* WHAT THE EXERCISE ASKS
If a line in the data below includes the string "place", please return a copy of it.
START INFORMATION SUPPLIED
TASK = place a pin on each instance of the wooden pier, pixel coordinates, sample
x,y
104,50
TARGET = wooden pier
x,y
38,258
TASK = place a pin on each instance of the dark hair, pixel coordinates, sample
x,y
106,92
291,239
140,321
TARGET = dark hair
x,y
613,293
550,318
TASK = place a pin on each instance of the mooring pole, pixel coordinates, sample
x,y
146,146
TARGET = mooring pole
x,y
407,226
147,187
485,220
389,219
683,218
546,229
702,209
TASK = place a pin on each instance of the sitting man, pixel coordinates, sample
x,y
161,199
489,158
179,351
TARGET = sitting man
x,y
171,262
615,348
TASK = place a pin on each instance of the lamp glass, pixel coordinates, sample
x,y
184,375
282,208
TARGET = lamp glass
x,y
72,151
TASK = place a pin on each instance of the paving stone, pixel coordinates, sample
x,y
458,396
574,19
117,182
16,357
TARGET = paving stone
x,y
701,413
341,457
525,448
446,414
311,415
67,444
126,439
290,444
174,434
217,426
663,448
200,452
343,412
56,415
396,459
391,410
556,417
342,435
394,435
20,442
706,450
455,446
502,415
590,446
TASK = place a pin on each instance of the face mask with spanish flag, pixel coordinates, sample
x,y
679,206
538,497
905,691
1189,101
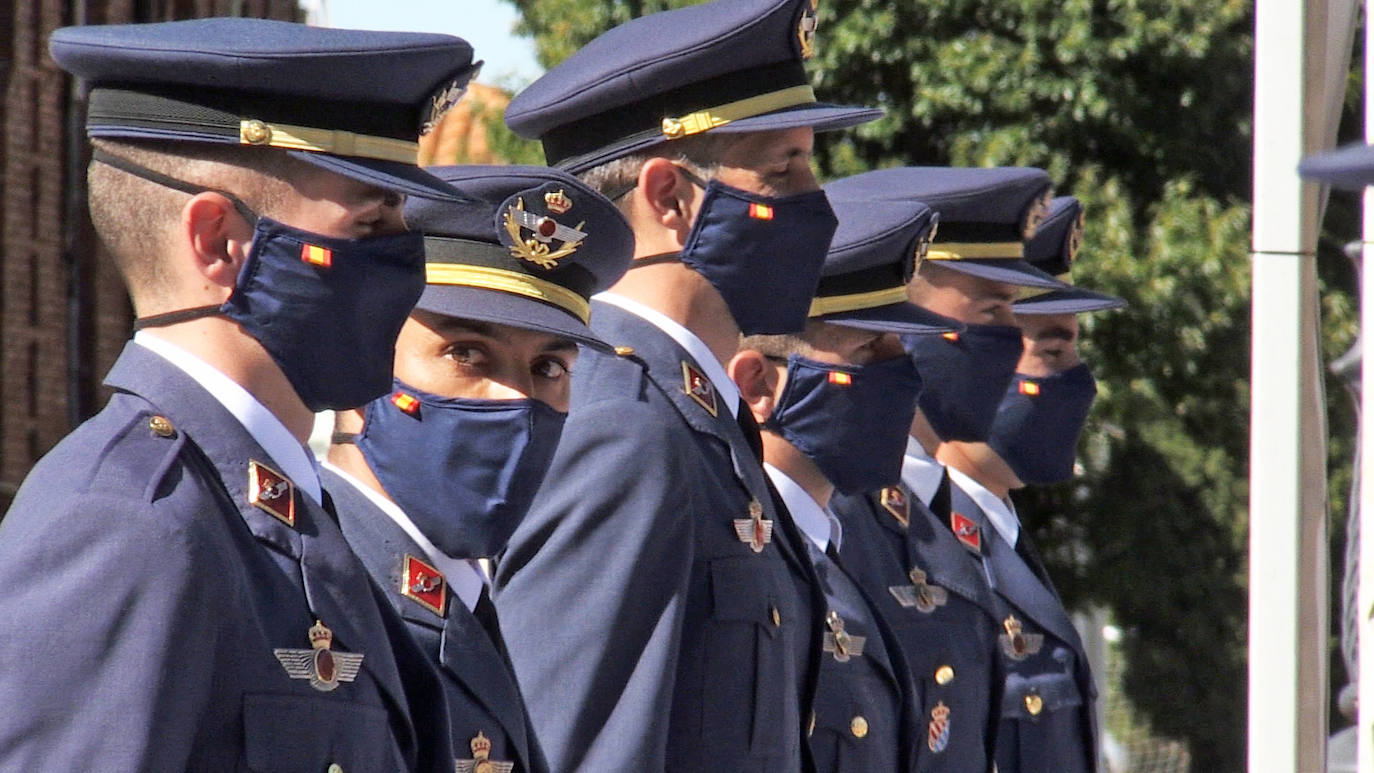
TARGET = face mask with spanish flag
x,y
851,420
END INFORMATION SUPPLIED
* ANSWER TO THE PROBLEM
TASK = place a pin on each instance of the wooden pier, pixel coordinates, sample
TASK = place a pin on each instance of the dark hair, pixel coordinates, sample
TASK = place a pin on each instance of the mooring pole, pixel coordinates, sample
TASK = place a pin on each instance of the sitting man, pixel coordinates, sample
TASK = place a pin on each instance of the lamp glass, pixel coordinates, sample
TASK = place a pin on each instance of the paving stone, pixel coordinates, sample
TASK = place a pin on each instance of the face mask with spanish flag, pixel coordinates, sample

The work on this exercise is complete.